*** Texto selecionado
Após entrega da doação ele nos pediu um momento, foi até seu quarto e nos trouxe um documento. Era um título de eleitor, que mostrava com humildade, em resposta ao nosso gesto.
Contive o riso e expliquei ao doce ancião que não éramos políticos; apenas simples doadores, aprendendo e recebendo da vida.
Cada parada uma emoção. E assim foi também na Escola Municipal Santa Lúcia, nos arredores da BR 319.
Começamos a distribuição e foi chegando criança… Chegando… Chegando… Chegando… Principalmente porque a média local é de oito filhos por família. E fomos inundados por uma enxurrada de olhares inocentes, mas que já haviam visto mais que muitos olhos maduros mundo afora.
Vislumbramos sorrisos de todas as idades. Até quem ainda estava dentro do ventre gritava para sair e participar da festa.
Cada criança queria contar sua história. Ouvimos muitos casos, muitos sonhos daqueles pequenos seres de enormes almas.
Chegamos, naquele instante, em um número especial: vinte e três cestas alimentícias. E continuamos a emissão.
Conhecemos Sr. Mario, que vivia, naquele instante, um caso belo e muito inspirador. Conta que estava doando seu tempo em prol de uma família vizinha. Os pais levaram a casula a um médico de Manaus e, na ausência, confiaram ao velho e bom homem a tutela dos outros três, a despeito das onças pardas e perigos pantanosos.
******
*** Dados para análise
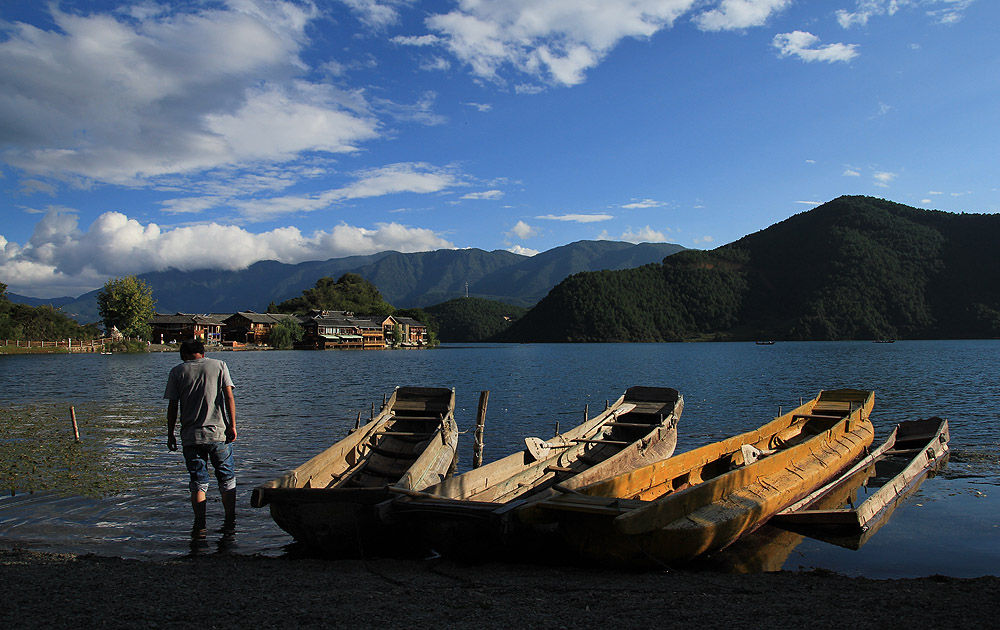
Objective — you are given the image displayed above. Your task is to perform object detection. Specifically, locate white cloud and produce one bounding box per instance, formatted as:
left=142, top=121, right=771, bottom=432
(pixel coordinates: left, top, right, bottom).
left=872, top=171, right=899, bottom=188
left=622, top=199, right=667, bottom=210
left=416, top=0, right=696, bottom=89
left=621, top=225, right=671, bottom=243
left=837, top=0, right=975, bottom=28
left=229, top=163, right=463, bottom=221
left=0, top=0, right=380, bottom=185
left=507, top=221, right=539, bottom=239
left=462, top=190, right=503, bottom=200
left=340, top=0, right=410, bottom=29
left=535, top=214, right=615, bottom=223
left=0, top=211, right=454, bottom=297
left=694, top=0, right=792, bottom=31
left=771, top=31, right=858, bottom=63
left=507, top=245, right=539, bottom=256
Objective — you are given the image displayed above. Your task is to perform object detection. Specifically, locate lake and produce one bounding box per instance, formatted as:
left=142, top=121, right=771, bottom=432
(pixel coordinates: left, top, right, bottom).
left=0, top=340, right=1000, bottom=577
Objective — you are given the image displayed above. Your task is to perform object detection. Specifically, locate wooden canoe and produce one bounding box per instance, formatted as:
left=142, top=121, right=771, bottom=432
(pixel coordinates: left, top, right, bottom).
left=250, top=387, right=458, bottom=556
left=528, top=389, right=874, bottom=565
left=772, top=417, right=949, bottom=534
left=380, top=387, right=684, bottom=557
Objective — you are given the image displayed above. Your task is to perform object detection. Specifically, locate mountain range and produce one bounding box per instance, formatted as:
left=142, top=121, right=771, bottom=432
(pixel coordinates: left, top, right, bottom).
left=8, top=241, right=684, bottom=323
left=499, top=197, right=1000, bottom=342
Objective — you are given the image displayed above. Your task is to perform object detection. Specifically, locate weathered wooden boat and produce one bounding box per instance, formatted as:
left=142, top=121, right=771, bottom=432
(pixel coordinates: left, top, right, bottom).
left=772, top=417, right=950, bottom=534
left=528, top=389, right=874, bottom=565
left=250, top=387, right=458, bottom=555
left=380, top=387, right=684, bottom=557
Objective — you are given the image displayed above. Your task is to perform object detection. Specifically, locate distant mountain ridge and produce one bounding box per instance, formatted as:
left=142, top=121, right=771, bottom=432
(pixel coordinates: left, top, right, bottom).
left=504, top=197, right=1000, bottom=342
left=8, top=241, right=684, bottom=322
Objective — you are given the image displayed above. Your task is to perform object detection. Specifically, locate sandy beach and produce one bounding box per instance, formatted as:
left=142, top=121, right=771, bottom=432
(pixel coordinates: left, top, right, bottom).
left=0, top=549, right=1000, bottom=629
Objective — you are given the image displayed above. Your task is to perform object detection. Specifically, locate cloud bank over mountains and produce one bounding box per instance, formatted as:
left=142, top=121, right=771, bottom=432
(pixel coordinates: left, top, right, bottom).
left=0, top=0, right=972, bottom=297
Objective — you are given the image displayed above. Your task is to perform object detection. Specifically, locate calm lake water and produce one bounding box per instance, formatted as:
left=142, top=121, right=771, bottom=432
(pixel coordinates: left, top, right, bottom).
left=0, top=340, right=1000, bottom=577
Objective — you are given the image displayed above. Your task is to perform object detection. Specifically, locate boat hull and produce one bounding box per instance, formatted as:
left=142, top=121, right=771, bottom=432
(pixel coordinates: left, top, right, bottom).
left=532, top=390, right=874, bottom=566
left=251, top=387, right=458, bottom=556
left=380, top=387, right=684, bottom=560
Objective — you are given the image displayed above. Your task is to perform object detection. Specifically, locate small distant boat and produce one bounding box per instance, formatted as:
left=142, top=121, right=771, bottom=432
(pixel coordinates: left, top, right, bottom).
left=532, top=389, right=874, bottom=565
left=772, top=417, right=950, bottom=534
left=380, top=387, right=684, bottom=557
left=250, top=387, right=458, bottom=556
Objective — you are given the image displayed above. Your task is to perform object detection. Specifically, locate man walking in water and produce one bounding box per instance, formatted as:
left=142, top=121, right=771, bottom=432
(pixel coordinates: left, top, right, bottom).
left=163, top=339, right=236, bottom=540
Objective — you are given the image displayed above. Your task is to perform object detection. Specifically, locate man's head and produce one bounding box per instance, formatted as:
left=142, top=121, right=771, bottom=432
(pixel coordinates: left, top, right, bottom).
left=181, top=339, right=205, bottom=361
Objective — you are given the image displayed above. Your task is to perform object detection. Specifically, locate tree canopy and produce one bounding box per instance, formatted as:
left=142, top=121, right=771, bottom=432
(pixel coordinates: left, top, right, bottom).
left=97, top=276, right=156, bottom=339
left=278, top=273, right=396, bottom=315
left=0, top=282, right=99, bottom=341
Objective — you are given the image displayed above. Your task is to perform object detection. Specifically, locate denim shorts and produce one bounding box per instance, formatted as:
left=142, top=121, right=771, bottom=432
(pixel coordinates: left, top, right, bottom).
left=184, top=442, right=236, bottom=492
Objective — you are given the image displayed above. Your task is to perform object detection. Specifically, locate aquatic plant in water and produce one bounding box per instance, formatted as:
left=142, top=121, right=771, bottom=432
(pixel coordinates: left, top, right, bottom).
left=0, top=403, right=162, bottom=497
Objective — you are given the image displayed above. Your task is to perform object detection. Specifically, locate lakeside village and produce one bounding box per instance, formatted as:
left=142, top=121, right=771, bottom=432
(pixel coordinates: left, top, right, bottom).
left=0, top=310, right=433, bottom=354
left=149, top=310, right=430, bottom=350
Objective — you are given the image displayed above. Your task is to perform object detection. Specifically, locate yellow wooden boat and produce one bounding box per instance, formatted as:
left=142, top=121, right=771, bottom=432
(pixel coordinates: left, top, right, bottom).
left=379, top=387, right=684, bottom=558
left=773, top=417, right=950, bottom=534
left=528, top=389, right=874, bottom=565
left=250, top=387, right=458, bottom=555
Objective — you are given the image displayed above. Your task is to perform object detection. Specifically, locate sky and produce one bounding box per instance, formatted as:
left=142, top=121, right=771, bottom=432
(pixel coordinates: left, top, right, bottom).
left=0, top=0, right=1000, bottom=298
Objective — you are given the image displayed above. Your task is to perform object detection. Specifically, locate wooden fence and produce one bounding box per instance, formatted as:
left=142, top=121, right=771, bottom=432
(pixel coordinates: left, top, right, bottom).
left=0, top=337, right=112, bottom=352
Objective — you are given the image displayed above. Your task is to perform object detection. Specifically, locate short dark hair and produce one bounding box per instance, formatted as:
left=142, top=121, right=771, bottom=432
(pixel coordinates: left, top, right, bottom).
left=181, top=339, right=205, bottom=357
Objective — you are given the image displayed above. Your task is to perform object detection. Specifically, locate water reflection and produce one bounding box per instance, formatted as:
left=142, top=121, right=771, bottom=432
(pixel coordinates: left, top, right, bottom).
left=0, top=340, right=1000, bottom=575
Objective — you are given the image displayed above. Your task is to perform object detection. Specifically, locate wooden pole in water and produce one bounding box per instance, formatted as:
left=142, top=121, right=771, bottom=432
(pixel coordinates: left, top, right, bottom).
left=472, top=389, right=490, bottom=468
left=69, top=406, right=80, bottom=442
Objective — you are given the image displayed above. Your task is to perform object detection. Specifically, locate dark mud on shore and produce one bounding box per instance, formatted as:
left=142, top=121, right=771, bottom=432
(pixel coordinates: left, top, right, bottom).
left=0, top=549, right=1000, bottom=630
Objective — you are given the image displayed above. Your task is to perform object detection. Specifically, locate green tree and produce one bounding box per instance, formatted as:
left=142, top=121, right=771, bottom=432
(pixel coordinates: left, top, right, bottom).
left=267, top=317, right=305, bottom=350
left=277, top=273, right=396, bottom=315
left=97, top=276, right=156, bottom=339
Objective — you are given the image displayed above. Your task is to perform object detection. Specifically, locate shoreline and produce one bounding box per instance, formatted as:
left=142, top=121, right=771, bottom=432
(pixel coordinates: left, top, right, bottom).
left=0, top=547, right=1000, bottom=630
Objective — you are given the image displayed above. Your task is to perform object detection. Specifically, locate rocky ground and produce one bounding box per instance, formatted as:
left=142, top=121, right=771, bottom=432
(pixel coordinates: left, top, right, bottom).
left=0, top=549, right=1000, bottom=630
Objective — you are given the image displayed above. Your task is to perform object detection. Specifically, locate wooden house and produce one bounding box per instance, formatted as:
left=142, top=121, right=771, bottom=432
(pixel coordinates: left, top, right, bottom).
left=149, top=313, right=222, bottom=344
left=389, top=315, right=429, bottom=347
left=222, top=311, right=300, bottom=345
left=296, top=311, right=365, bottom=350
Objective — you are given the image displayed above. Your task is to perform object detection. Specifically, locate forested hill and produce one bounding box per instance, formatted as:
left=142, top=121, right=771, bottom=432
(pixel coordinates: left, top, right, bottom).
left=507, top=197, right=1000, bottom=341
left=19, top=241, right=684, bottom=322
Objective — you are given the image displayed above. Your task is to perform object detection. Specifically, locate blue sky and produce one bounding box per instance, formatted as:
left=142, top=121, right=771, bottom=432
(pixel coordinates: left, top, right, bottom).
left=0, top=0, right=1000, bottom=297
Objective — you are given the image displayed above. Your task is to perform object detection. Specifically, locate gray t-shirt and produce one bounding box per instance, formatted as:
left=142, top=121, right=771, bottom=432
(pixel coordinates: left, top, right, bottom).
left=163, top=358, right=233, bottom=446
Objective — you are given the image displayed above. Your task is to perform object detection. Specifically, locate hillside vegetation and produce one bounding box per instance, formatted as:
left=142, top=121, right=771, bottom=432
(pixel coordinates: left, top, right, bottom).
left=0, top=283, right=100, bottom=345
left=426, top=297, right=528, bottom=342
left=29, top=241, right=684, bottom=322
left=506, top=197, right=1000, bottom=342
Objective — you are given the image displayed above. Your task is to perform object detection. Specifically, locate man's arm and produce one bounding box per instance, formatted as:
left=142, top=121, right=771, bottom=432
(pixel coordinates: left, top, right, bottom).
left=167, top=400, right=177, bottom=451
left=223, top=385, right=236, bottom=442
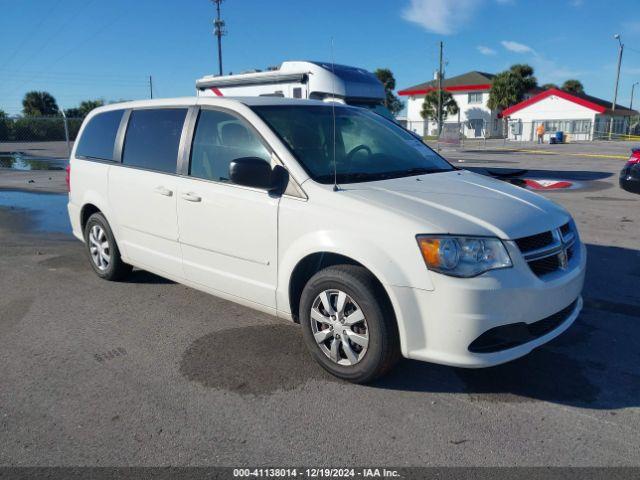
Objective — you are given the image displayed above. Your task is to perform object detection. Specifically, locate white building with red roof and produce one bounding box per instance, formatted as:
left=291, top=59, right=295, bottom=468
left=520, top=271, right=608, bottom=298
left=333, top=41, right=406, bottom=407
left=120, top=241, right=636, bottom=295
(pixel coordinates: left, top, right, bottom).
left=398, top=71, right=502, bottom=138
left=500, top=88, right=638, bottom=141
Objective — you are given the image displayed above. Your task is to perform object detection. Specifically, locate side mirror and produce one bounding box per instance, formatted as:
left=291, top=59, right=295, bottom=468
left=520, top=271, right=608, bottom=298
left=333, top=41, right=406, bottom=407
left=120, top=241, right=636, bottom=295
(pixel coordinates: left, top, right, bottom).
left=229, top=157, right=272, bottom=190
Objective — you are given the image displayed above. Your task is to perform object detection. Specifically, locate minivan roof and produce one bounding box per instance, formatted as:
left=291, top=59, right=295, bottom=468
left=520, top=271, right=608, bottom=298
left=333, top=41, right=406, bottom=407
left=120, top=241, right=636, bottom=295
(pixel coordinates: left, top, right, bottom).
left=96, top=96, right=340, bottom=111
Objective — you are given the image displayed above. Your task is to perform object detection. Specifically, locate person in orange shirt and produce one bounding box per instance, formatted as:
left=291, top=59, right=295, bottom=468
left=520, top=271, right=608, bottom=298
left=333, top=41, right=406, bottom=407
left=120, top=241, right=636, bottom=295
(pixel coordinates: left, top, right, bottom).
left=536, top=123, right=544, bottom=143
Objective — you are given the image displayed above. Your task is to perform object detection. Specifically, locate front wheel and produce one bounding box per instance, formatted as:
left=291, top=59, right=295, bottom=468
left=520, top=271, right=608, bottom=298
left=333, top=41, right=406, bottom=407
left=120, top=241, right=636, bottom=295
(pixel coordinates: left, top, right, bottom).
left=300, top=265, right=400, bottom=383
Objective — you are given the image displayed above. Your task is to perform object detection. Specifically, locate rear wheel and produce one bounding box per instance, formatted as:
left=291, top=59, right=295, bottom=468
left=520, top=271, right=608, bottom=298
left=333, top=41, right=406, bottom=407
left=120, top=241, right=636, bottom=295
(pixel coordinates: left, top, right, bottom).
left=84, top=212, right=132, bottom=280
left=300, top=265, right=400, bottom=383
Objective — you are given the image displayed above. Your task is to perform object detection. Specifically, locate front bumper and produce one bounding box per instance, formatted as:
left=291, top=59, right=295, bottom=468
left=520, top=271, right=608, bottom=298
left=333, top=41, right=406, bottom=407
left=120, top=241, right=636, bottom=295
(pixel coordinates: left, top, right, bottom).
left=389, top=242, right=586, bottom=368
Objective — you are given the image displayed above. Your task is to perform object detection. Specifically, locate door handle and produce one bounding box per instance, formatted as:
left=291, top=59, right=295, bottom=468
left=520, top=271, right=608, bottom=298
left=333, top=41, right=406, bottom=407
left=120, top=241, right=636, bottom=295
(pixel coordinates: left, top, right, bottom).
left=153, top=187, right=173, bottom=197
left=182, top=192, right=202, bottom=202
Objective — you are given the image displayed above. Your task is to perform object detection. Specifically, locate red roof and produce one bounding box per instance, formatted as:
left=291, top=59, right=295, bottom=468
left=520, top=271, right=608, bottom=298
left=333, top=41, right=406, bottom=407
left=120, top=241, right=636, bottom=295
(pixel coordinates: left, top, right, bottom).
left=398, top=71, right=495, bottom=95
left=500, top=88, right=607, bottom=117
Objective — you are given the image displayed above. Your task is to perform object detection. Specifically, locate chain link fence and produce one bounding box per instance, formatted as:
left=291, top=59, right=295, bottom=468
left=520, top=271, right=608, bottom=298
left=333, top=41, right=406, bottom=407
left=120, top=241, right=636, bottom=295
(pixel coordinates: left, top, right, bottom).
left=0, top=116, right=83, bottom=143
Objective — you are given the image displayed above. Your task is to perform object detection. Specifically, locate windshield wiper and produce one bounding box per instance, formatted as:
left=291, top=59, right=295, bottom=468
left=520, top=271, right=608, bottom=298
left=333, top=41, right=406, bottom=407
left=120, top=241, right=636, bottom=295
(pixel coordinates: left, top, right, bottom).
left=315, top=167, right=448, bottom=183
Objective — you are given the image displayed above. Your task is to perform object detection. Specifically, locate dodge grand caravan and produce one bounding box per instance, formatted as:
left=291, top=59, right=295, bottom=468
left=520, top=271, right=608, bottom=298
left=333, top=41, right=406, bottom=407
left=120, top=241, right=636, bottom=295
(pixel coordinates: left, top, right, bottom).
left=68, top=97, right=586, bottom=382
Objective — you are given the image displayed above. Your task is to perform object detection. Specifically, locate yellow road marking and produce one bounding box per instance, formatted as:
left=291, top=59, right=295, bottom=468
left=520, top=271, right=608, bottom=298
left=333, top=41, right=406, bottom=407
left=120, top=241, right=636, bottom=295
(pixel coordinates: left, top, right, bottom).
left=498, top=147, right=629, bottom=160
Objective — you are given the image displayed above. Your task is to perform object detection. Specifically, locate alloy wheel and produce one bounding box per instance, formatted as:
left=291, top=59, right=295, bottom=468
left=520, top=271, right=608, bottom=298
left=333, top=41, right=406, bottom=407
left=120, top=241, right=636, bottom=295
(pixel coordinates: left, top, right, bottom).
left=311, top=289, right=369, bottom=366
left=89, top=225, right=111, bottom=271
******
Instruções:
A. Responda, com base no relato das doações:
(i) Que documento o ancião trouxe do quarto?
(ii) Onde fica a Escola Municipal Santa Lúcia?
(iii) Quantos filhos por família tem a média local?
B. Liste todos os lugares citados pelo nome no relato das doações.
C. Dê sequência ao relato das doações a partir da última frase.
As linhas de dados não contam para nada aqui.

Respostas:
A.
(i) Um título de eleitor.
(ii) Nos arredores da BR 319.
(iii) Oito filhos por família.

B. Escola Municipal Santa Lúcia; BR 319; Manaus.

C.
Percebemos, em pouco tempo ali, que, ao longo da BR 319, muitos sonhos nasceram altivos e, no decorrer daquela vida escaldante e tortuosa, morreram atropelados pela ação de nossos tempos.
A paisagem de exuberância natural contrasta com as casas de pau-a-pique abandonadas e, enquanto o Sul prospera, o Norte agoniza.
Até aquele momento já tínhamos entregue trinta e quatro cestas e, em mais uma parada, tivemos o prazer de conhecer a Sra. Raimunda, que me remeteu a um passado distante, em minha infância no interior mineiro. Ela, com sua nobreza em pele escura, as rugas que lhe adornavam a face, as mãos calejadas, o olhar cansado, o riso fácil, a humildade no trato, a gratidão, a caridade no pouco… O tempo e o sol incidem na mutação de todo ser humano, contudo, os espíritos mais elevados, para além das marcas, colecionam santidade e evolução.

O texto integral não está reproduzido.